### WORK TASK 1
In the fireworks safety text, substitute "park" for "campground" and give the passage again from "FireworksWith warm weather" to "your own fireworks.".
### WORK TASK 2
Continue the fireworks safety text, picking up right after its last sentence.

(TEXT SEGMENT begins)

Celebrate Fireworks Safely

July 1, 2011 by gfmhm
Comments Off on Celebrate Fireworks Safely

FireworksWith warm weather and family events, the Fourth of July can be a fun time with great memories.  Lighting fireworks at home or a campground isn’t legal in many areas, so if you want to use them, check with the local police department first.  Keep these common sense safety tips in mind:

●       Kids should never play with fireworks. Things like firecrackers, rockets, and sparklers are dangerous. If you give kids sparklers, keep them outside and away from the face, clothing, and hair. Sparklers can reach 1,800° Fahrenheit— hot enough to melt gold.

●       Buy only legal fireworks (these are labeled with the manufacturer’s name and directions; illegal ones are unlabeled), and store them in a cool, dry place.

●       Never try to make your own fireworks.

●       Always have a bucket of water and a hose nearby in case of accidents. Soak all fireworks in a bucket of water before throwing them away.  Sparklers should be immersed in sand once they appear out.

(TEXT SEGMENT ends)
(DATASET CONTENT begins)

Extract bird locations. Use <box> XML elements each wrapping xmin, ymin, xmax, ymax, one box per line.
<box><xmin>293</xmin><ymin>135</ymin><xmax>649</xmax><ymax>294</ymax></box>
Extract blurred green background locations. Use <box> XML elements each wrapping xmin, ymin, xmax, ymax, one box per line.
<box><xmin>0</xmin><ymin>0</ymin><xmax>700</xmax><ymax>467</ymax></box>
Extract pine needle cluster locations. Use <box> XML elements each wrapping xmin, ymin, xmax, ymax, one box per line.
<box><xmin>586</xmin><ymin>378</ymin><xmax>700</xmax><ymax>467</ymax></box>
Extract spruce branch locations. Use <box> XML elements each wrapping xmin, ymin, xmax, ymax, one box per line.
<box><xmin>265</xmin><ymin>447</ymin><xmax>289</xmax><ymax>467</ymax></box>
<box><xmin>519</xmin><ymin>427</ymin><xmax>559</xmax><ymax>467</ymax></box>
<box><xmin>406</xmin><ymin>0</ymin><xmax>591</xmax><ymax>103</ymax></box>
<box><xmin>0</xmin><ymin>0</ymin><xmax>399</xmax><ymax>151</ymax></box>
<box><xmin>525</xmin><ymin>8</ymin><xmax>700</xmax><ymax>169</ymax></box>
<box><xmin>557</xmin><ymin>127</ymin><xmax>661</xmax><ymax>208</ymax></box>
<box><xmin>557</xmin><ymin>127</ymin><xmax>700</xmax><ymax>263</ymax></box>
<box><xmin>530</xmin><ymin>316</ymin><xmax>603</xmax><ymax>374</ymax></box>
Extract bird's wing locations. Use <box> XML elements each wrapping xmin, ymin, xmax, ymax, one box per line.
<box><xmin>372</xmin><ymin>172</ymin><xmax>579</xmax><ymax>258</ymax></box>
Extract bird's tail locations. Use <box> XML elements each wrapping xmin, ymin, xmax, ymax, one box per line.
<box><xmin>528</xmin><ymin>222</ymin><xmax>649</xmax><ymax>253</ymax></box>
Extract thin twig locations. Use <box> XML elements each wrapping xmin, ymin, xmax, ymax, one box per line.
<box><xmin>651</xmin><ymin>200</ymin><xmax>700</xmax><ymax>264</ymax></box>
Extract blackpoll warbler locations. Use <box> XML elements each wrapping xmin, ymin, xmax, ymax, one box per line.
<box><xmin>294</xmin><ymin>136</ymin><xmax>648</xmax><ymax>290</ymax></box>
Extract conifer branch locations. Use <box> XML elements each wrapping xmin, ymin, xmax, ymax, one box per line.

(DATASET CONTENT ends)

### EXERCISE RESULT 1
FireworksWith warm weather and family events, the Fourth of July can be a fun time with great memories.  Lighting fireworks at home or a park isn’t legal in many areas, so if you want to use them, check with the local police department first.  Keep these common sense safety tips in mind:

●       Kids should never play with fireworks. Things like firecrackers, rockets, and sparklers are dangerous. If you give kids sparklers, keep them outside and away from the face, clothing, and hair. Sparklers can reach 1,800° Fahrenheit— hot enough to melt gold.

●       Buy only legal fireworks (these are labeled with the manufacturer’s name and directions; illegal ones are unlabeled), and store them in a cool, dry place.

●       Never try to make your own fireworks.

### EXERCISE RESULT 2
●       Light one firework at a time (not in glass or metal containers), and never relight a dud.

●       Don’t hold fireworks in your hand or have your body over them while lighting. Wear eye protection, tie hair back and avoid carrying fireworks in your pocket — the friction could set them off.

●       Steer clear of others — fireworks can backfire or shoot off in the wrong direction. Never throw or point fireworks at someone, even in jest.

●       Don’t allow kids to pick up pieces of fireworks. Some may still explode at any time.

●       Animals have sensitive ears and can be extremely frightened or stressed. Keep pets indoors.

●       Alcohol and fireworks do not mix. Have a “designated shooter.”

If someone is hurt by fireworks, immediately come to Granite Falls Municipal Hospital.  If an eye injury occurs, don’t touch or rub it, as this may cause more damage. Also, don’t flush the eye out with water or attempt to put any ointment on it. Instead, cut out the bottom of a paper cup, place it around the eye, and immediately seek medical attention — eyesight may depend on it. If it’s a burn, remove clothing from the burned area and run cool, not cold, water over the burn (do not use ice).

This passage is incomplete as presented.